Dans l'extrait sur la recevabilité de l'appel, reprenez le passage qui va de « La partie intimée fait » jusqu'à « du juge d’appel. ». Renommez-y « partie intimée » en « société intimée ».

- _EXTRAIT DU TEXTE_:
◆ ◆ ◆ ◆ ◆ ◆ ◆

La société OLOS FUND soulève formellement l’irrecevabilité de l’appel sous l’angle de l’objet de la demande formulée par la partie appelante en ce qu’elle demande à voir «annuler le jugement» entrepris du 3 juillet 2014 et à voir rejeter le recours initial, tandis que les moyens fournis à l’appui de la requête d’appel auraient trait non pas à la validité du jugement entrepris, mais à la validité de la décision administrative entreprise. Ces moyens tendraient dès lors à voir réformer le jugement dont appel. L’intimée fait valoir que l’annulation d’un jugement ne se conçoit que dans des hypothèses éminemment restreintes d’un maniement défectueux de leurs attributions juridictionnelles par les premiers juges, indépendamment de la qualité ou de l’opportunité intrinsèque de leur décision.
Ainsi, l’annulation d’un jugement ne pourrait être que la censure de la méconnaissance des règles de compétence et de procédure par le juge du premier degré. En conséquence, l’acte d’appel qui conclurait à la seule annulation d’un jugement sans soulever aucun élément tiré d’une irrégularité procédurale encourrait l’irrecevabilité.
La partie intimée fait encore valoir que la Cour serait saisie par le seul dispositif de la requête d’appel et qu’une modification de la demande par rapport audit dispositif, à intervenir en cours de procédure, serait irrecevable.
L’Etat estime que la partie intimée invoquerait à tort l’irrecevabilité de l’appel sous l’angle de l’objet de la demande. Ainsi, l’objet de l’appel se déterminerait d’après l’acte d’appel, combiné avec les conclusions d’appel, l’acte d’appel et les conclusions formant un tout indivisible. De plus, l’objet de la demande devant le juge de première instance serait également déterminant pour apprécier l’étendue de la saisine du juge d’appel.

◆ ◆ ◆ ◆ ◆ ◆ ◆

- _LISTE DES ENREGISTREMENTS_:
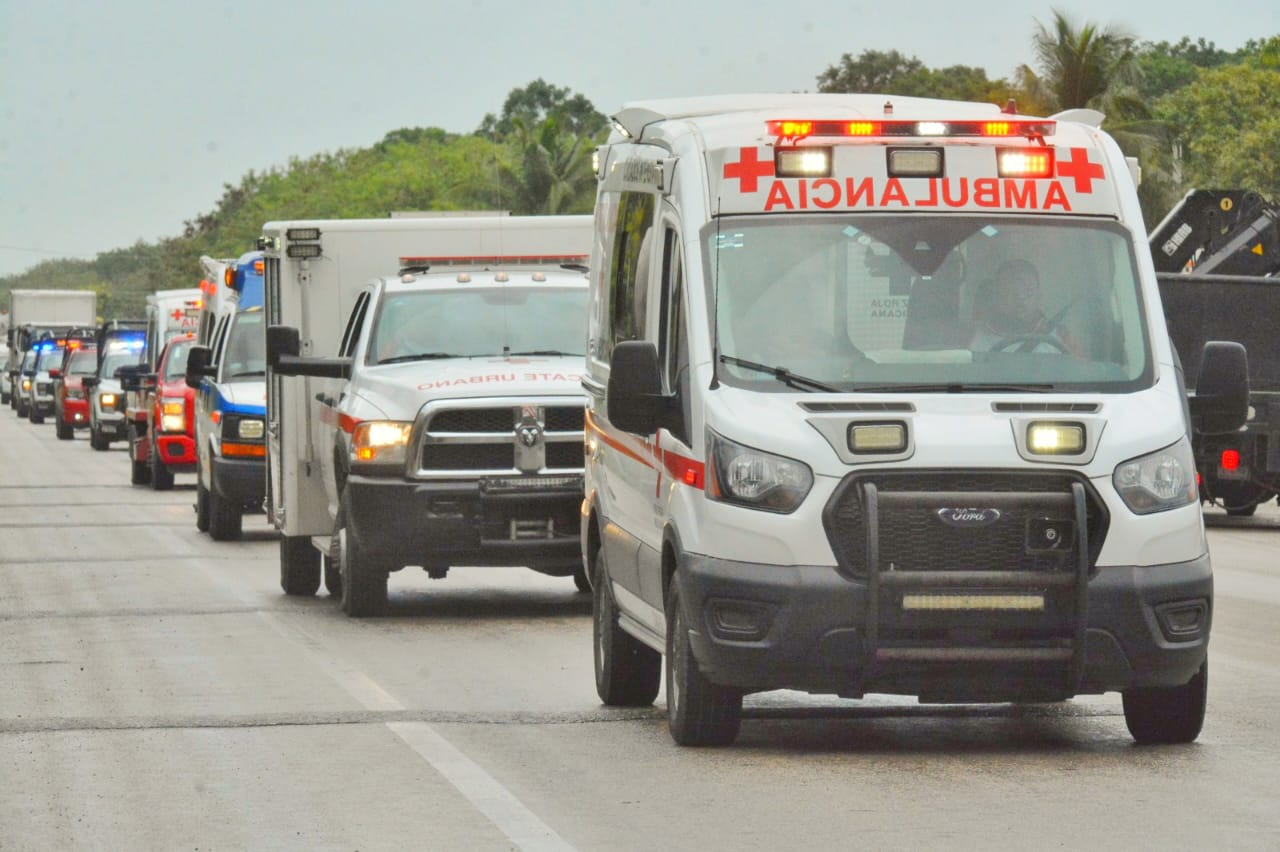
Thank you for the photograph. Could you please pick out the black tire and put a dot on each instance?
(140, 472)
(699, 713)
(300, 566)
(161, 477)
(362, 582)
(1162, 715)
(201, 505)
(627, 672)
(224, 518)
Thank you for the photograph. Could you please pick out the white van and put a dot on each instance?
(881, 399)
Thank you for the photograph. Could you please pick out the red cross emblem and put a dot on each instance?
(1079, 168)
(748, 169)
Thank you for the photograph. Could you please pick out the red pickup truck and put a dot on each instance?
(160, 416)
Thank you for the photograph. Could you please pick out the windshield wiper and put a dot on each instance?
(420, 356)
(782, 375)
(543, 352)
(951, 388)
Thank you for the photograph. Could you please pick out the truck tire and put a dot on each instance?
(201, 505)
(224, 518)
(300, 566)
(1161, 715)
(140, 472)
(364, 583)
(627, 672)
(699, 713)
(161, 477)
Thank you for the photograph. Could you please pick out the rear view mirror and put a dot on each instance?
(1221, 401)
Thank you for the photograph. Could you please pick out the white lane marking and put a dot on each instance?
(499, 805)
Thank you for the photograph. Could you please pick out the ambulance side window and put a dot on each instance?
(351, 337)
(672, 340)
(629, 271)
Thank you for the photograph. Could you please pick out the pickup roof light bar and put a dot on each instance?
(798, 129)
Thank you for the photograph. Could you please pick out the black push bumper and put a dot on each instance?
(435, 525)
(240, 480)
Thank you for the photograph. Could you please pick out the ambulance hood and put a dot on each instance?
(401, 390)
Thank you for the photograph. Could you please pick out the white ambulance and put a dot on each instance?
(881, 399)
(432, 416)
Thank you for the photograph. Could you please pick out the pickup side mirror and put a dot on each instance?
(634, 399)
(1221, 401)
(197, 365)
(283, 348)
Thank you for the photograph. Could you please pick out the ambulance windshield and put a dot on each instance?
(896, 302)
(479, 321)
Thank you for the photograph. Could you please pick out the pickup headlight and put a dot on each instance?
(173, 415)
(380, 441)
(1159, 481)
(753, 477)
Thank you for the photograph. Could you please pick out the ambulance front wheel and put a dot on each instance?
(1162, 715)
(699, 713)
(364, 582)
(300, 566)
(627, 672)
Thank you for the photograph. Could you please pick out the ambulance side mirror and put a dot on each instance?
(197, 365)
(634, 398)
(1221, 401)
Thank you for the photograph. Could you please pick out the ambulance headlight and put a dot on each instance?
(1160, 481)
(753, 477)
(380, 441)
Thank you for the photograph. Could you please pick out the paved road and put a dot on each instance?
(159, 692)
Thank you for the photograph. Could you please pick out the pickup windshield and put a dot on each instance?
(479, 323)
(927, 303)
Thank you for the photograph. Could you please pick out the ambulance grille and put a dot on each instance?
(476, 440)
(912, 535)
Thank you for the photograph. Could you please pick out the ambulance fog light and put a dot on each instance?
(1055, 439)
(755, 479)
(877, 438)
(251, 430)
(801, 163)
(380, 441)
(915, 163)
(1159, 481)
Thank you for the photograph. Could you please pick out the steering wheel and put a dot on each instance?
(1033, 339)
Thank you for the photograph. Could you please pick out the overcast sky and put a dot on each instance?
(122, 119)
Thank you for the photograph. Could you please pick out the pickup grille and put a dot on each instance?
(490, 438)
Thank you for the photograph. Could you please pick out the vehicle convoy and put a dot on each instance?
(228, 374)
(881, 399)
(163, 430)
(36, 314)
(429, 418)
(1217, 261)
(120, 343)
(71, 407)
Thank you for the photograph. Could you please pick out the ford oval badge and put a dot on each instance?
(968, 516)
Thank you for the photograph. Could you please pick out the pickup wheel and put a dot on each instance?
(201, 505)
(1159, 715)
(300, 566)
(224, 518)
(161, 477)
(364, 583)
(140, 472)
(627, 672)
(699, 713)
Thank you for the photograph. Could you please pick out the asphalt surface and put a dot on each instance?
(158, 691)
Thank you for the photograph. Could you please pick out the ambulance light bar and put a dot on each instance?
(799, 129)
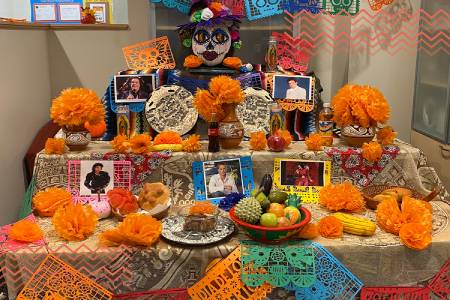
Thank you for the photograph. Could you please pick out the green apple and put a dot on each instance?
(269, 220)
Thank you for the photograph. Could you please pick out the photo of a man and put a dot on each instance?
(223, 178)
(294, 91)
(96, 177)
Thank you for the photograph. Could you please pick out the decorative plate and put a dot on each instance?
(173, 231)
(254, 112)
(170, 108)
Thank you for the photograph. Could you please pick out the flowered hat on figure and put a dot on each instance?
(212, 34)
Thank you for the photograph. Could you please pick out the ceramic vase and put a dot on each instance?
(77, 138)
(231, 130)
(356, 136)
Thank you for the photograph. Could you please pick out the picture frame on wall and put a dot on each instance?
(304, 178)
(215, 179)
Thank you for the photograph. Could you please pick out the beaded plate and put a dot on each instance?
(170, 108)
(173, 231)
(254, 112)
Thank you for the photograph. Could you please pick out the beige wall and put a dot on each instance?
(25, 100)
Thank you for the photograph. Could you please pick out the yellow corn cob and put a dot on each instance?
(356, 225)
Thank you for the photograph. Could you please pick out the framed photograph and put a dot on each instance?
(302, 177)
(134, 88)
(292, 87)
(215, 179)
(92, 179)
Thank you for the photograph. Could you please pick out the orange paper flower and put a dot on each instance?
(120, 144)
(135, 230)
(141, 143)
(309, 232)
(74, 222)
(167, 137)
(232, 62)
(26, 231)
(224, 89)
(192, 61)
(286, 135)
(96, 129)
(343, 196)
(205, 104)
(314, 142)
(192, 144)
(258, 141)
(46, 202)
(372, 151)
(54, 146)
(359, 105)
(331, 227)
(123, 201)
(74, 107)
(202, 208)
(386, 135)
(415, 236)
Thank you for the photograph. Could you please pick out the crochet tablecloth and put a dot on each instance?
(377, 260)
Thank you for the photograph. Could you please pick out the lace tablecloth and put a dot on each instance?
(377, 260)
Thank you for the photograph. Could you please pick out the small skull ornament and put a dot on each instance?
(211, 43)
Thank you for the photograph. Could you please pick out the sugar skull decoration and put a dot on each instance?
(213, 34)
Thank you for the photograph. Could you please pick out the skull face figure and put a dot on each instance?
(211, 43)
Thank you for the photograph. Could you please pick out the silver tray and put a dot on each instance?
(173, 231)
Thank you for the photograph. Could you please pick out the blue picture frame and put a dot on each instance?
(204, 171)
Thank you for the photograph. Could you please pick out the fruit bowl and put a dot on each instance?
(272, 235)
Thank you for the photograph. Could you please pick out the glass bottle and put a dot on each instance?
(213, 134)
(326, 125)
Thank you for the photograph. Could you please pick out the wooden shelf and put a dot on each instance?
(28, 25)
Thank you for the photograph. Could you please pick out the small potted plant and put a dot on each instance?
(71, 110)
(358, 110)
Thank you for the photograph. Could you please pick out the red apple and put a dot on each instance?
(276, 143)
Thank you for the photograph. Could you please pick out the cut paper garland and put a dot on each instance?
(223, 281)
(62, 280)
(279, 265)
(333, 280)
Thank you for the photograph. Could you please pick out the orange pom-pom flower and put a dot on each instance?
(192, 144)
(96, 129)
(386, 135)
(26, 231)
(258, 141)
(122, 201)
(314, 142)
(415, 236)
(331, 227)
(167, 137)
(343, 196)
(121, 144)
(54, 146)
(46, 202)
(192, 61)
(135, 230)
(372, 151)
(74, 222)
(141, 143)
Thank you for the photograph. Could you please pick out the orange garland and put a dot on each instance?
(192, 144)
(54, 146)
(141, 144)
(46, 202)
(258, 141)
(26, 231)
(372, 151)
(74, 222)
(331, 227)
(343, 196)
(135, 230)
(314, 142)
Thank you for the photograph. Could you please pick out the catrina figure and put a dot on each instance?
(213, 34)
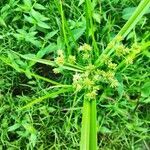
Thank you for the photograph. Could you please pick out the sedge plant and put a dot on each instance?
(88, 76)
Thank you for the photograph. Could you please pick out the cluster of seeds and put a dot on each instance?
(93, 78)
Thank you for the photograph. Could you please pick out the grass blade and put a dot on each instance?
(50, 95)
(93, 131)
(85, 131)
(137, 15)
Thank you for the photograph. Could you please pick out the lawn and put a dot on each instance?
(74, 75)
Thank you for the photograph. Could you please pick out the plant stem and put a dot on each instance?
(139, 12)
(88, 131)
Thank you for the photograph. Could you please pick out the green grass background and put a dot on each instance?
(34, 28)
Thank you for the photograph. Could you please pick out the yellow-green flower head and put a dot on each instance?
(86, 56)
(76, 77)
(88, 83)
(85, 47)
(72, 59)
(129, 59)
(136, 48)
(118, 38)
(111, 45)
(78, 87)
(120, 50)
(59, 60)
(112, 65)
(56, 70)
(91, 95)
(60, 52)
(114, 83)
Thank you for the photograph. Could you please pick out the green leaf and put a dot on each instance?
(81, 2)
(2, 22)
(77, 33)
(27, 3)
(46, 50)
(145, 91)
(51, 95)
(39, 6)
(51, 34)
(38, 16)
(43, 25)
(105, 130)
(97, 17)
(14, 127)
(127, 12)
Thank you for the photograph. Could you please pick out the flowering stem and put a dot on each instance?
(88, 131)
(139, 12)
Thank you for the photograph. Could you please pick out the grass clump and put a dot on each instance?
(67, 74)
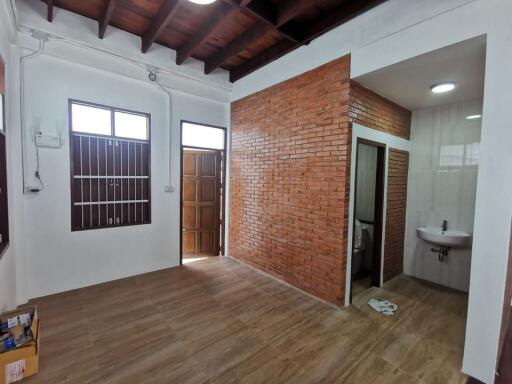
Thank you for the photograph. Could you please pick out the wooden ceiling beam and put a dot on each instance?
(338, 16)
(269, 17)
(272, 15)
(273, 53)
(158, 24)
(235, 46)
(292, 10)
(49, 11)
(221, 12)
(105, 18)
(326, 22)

◆ ◆ ◆ ◆ ◆ ◆ ◆

- _RÉPONSE COMPLÈTE_:
La société intimée fait encore valoir que la Cour serait saisie par le seul dispositif de la requête d’appel et qu’une modification de la demande par rapport audit dispositif, à intervenir en cours de procédure, serait irrecevable.
L’Etat estime que la société intimée invoquerait à tort l’irrecevabilité de l’appel sous l’angle de l’objet de la demande. Ainsi, l’objet de l’appel se déterminerait d’après l’acte d’appel, combiné avec les conclusions d’appel, l’acte d’appel et les conclusions formant un tout indivisible. De plus, l’objet de la demande devant le juge de première instance serait également déterminant pour apprécier l’étendue de la saisine du juge d’appel.